YOUR TASK =>
How many rows below contain the word "portrait"? Reply with the number alone.

ROWS =>
******************************

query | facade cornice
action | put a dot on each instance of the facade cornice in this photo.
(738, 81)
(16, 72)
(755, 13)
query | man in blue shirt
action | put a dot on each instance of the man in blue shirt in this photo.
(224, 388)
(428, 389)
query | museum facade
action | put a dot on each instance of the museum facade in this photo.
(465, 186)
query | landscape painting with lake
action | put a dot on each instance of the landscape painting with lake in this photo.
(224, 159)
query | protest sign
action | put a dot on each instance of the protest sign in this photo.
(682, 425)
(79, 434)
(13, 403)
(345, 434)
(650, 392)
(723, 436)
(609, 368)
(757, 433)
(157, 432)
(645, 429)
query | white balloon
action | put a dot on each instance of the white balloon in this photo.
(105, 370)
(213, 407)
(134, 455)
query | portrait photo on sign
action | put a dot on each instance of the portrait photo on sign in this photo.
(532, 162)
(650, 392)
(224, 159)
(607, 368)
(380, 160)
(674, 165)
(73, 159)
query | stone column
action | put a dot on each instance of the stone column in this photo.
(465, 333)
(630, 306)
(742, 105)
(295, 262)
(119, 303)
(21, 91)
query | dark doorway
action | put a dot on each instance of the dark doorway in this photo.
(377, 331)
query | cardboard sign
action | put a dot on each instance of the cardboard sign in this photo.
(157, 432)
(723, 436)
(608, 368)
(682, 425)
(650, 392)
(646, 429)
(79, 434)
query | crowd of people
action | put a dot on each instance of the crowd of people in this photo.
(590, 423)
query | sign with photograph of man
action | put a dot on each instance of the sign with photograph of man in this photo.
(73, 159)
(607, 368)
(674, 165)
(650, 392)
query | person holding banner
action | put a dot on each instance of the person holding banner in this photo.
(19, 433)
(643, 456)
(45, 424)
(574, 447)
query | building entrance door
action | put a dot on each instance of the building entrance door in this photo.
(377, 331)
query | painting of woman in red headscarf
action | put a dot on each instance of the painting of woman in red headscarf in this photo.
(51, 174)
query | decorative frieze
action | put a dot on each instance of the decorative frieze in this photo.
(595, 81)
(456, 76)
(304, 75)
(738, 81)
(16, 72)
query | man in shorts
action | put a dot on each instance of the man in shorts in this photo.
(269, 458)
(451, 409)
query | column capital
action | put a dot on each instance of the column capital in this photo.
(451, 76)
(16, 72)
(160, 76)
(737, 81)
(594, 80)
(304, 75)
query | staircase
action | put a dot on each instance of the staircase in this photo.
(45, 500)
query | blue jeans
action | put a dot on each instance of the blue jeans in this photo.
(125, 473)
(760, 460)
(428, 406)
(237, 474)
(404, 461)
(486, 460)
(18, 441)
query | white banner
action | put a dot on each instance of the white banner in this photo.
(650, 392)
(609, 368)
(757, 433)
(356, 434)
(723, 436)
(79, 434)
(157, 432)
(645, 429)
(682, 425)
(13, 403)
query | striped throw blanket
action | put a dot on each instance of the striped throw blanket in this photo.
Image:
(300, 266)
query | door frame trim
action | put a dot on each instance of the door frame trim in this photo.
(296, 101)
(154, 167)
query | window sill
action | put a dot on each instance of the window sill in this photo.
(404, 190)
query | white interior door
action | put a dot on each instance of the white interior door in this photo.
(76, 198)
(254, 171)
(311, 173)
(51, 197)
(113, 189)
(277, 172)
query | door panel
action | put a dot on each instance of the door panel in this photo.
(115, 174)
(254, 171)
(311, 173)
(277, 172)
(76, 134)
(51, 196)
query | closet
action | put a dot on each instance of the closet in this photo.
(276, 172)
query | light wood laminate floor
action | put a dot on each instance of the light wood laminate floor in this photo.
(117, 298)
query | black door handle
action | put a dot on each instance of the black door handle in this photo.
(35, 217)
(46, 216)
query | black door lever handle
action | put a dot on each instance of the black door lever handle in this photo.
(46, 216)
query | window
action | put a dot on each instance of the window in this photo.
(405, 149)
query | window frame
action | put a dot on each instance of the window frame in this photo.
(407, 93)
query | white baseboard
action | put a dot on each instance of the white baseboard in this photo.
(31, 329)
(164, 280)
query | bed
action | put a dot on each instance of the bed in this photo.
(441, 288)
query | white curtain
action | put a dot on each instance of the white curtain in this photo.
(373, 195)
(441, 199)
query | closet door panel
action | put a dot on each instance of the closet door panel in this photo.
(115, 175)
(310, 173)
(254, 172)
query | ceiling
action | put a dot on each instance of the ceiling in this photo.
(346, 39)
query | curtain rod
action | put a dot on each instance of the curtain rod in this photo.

******************************

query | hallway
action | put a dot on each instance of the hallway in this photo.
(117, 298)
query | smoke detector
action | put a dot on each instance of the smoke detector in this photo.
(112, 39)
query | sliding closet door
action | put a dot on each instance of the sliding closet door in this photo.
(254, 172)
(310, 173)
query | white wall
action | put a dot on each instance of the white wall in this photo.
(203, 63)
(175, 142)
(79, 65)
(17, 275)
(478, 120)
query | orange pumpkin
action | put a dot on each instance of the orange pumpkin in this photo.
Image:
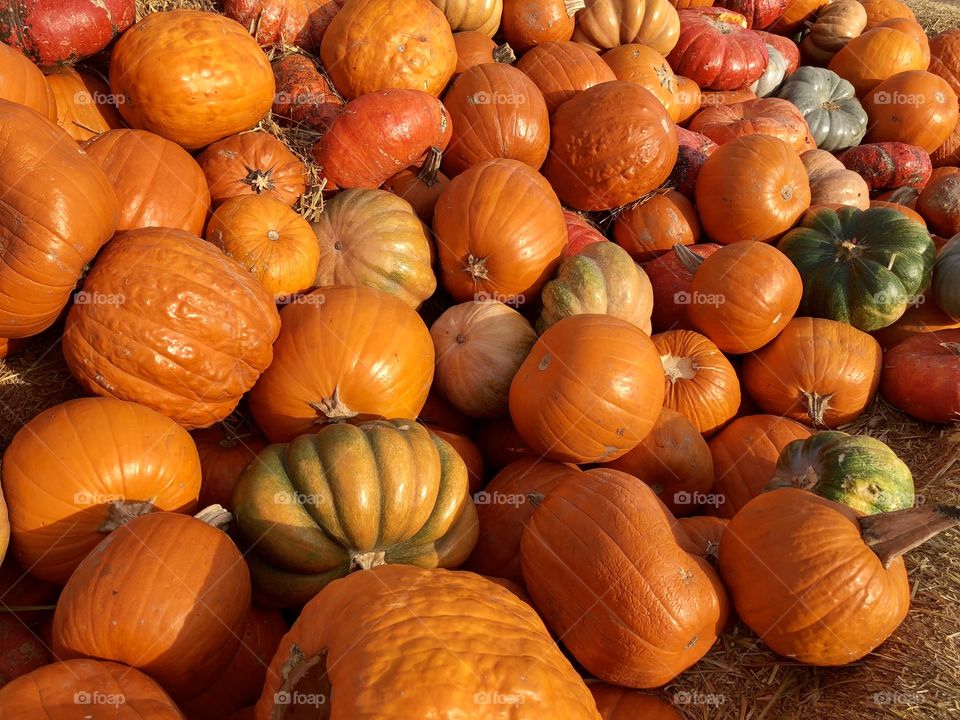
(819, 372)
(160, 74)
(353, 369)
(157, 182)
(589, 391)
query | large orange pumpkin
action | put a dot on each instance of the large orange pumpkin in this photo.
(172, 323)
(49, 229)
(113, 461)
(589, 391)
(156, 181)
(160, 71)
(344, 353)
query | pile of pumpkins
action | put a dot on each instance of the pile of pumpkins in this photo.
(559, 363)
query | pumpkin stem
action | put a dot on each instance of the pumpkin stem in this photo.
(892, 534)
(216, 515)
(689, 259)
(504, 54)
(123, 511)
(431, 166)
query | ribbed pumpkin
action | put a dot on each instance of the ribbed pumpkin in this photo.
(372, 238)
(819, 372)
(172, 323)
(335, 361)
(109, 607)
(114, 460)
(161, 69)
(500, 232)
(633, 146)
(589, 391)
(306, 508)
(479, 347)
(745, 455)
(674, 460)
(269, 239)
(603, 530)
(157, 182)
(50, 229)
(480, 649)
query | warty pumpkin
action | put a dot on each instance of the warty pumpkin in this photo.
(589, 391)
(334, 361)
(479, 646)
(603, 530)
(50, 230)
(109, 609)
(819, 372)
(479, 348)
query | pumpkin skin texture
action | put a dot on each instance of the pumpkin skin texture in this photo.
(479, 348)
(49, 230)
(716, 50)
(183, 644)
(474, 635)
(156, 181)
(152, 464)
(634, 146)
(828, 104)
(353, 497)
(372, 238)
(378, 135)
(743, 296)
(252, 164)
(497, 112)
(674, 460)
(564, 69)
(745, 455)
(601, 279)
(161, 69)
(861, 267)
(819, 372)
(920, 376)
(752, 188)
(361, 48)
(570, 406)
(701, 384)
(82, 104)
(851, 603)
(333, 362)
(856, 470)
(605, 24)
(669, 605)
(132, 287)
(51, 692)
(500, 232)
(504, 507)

******************************

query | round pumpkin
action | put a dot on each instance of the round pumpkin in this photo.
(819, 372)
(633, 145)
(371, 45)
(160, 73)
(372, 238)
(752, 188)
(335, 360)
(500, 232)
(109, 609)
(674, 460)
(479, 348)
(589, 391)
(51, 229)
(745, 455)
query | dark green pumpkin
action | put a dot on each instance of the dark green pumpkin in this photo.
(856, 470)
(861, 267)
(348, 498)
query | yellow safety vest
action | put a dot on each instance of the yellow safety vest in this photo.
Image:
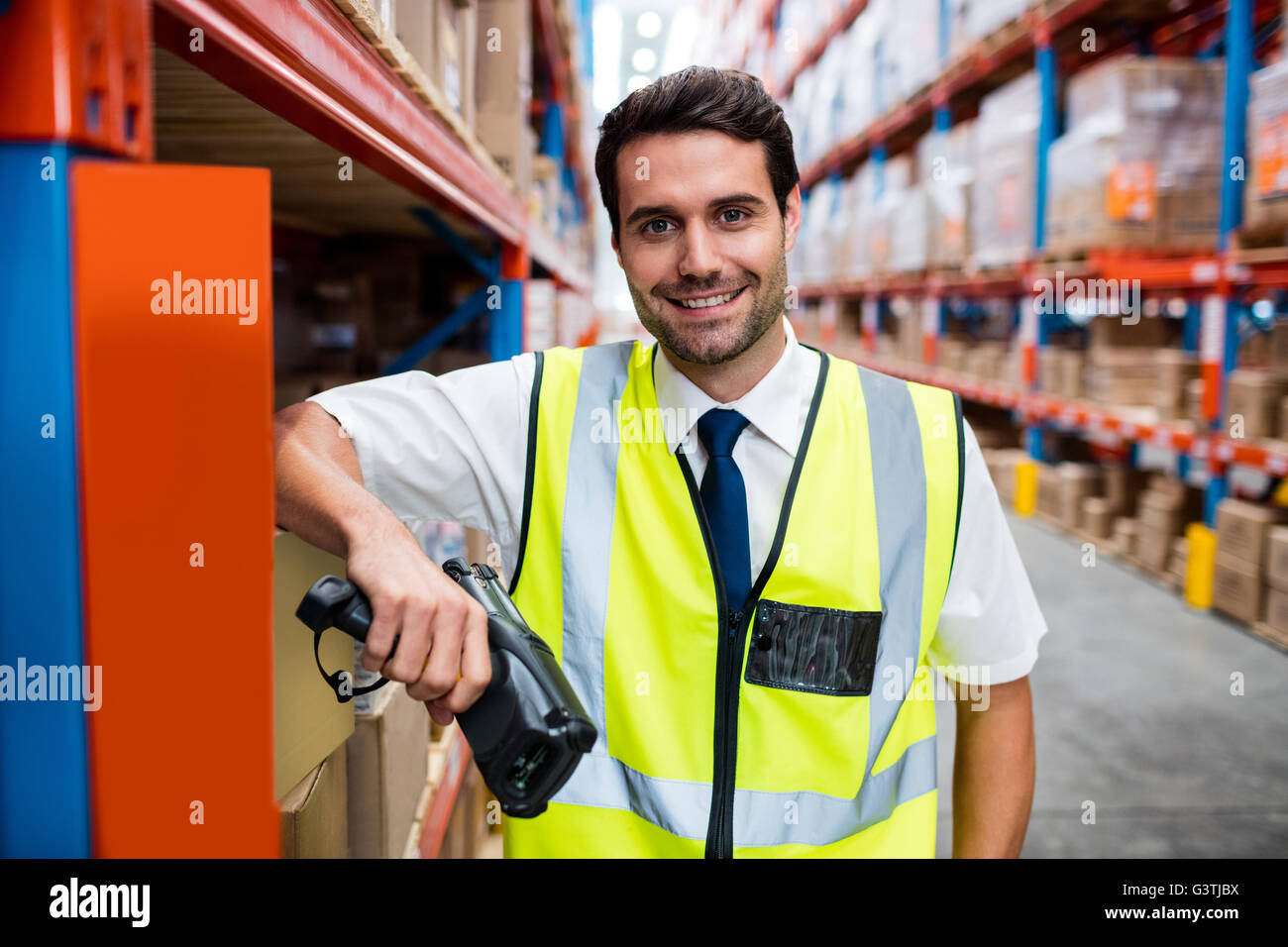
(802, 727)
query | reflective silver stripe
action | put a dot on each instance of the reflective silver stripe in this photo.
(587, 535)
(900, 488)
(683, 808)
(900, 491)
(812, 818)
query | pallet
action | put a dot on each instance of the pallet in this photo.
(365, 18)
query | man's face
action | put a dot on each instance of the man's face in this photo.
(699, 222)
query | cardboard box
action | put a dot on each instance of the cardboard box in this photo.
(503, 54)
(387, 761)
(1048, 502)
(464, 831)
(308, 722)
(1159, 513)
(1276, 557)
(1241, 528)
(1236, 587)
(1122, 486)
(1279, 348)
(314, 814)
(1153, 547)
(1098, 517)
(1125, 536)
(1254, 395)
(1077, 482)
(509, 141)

******************************

SOLUTION TO THIS TASK =>
2